REQUIRED WORK: Word for word, write out all of the data below.

AVAILABLE DATA:
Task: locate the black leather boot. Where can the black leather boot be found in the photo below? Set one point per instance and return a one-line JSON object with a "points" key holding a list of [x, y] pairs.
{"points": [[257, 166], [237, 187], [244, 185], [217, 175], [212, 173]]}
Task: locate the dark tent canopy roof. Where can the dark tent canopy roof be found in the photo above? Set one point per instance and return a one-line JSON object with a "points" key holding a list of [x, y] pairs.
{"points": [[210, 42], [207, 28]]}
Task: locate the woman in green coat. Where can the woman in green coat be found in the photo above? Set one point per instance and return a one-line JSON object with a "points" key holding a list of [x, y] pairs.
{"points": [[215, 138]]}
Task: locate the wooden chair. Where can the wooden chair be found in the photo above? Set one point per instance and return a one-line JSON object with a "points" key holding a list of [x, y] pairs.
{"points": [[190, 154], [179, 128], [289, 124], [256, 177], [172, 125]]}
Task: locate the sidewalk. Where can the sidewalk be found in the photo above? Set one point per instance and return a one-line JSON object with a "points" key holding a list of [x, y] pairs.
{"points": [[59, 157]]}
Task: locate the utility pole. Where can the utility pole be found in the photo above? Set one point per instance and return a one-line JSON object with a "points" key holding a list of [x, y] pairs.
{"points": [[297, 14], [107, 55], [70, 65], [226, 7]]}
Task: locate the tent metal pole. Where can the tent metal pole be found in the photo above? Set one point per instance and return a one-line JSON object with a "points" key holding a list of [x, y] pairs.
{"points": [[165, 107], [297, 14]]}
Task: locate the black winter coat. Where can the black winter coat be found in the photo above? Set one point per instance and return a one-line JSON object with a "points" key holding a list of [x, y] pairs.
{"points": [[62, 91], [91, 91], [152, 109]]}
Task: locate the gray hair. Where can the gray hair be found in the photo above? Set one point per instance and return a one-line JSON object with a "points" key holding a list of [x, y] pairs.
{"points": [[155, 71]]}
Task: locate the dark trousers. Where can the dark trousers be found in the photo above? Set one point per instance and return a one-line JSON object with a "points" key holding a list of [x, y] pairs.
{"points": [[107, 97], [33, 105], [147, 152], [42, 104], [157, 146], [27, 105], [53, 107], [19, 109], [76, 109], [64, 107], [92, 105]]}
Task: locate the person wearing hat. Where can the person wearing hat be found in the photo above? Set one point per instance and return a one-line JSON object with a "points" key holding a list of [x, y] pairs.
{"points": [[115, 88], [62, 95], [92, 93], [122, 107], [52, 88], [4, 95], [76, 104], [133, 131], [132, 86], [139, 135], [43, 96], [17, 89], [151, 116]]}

REPLY TO THE TASK:
Task: locate the black leather boot. Where can the black leather boot be found in the photo below? Set one point per instance and return a one-line JSON object with a "points" key holding a list of [x, y] pairs.
{"points": [[257, 166], [237, 187], [244, 185], [217, 175], [212, 173]]}
Task: locate the dark tent canopy roof. Where can the dark tent canopy roof be found in the photo above? Set one point per instance and return a one-line JSON object with a "points" key holding a list of [x, y] pairs.
{"points": [[210, 42], [207, 28]]}
Task: locate the woman in green coat. Where can the woman in green coat be found in the photo above? Set one point per instance and return a one-line JSON object with a "points" key holding a list of [x, y] pairs.
{"points": [[215, 138]]}
Task: locate the wooden chair. Where can the wooden chair be found in the photo above? Set one point per instance and return a one-line JSON object with a "points" key holding a list of [x, y] pairs.
{"points": [[190, 154], [179, 128], [289, 124], [256, 177], [172, 125]]}
Task: locate the sidewalk. Where can the sidewalk be found in the photo above? Set one point per instance and return a one-line JSON object with a "points" key holding a list of [x, y] pairs.
{"points": [[59, 157]]}
Task: locate the utility pole. Where can the utility pole be found in the photo above? Set one point per instance and return a one-line JSON object with a "points" key holding a list of [x, y] pairs.
{"points": [[297, 14], [107, 55], [70, 65], [226, 7]]}
Task: locate the tent metal pole. Where can the tent metal pole be found in the photo above? Set one point per instance and return a one-line JSON object with a "points" key holding a list of [x, y] pairs.
{"points": [[165, 107], [297, 14]]}
Task: locate the black winter coat. Where can the black winter coat be found in the photo above? Set one point per instance and return a one-line JSON object with a "points" key holding a list of [x, y] pairs.
{"points": [[62, 91], [91, 91], [152, 109]]}
Task: locate the gray hair. Where can the gray hair be found in the photo above? Set one point per instance and return a one-line JSON object with a "points" key holding a list of [x, y] pairs.
{"points": [[155, 71]]}
Task: locate the dark trousers. Where can the dark trousers be found in the photo above? Set one point per instance and return a one-line JSON object with a "points" key holding a list of [x, y] pairs.
{"points": [[107, 97], [33, 105], [147, 152], [42, 104], [157, 146], [27, 105], [53, 107], [19, 109], [76, 109], [64, 107], [92, 105]]}
Task: locate the person wearing hat. Where can the person wearing hat be found in the photo above? Set one point per instance and return a one-line JSON object with a "points" key holding a list of [x, y] pairs.
{"points": [[115, 88], [62, 95], [92, 93], [122, 107], [52, 88], [4, 95], [76, 104], [133, 131], [132, 86], [139, 135], [43, 96], [17, 89], [151, 116]]}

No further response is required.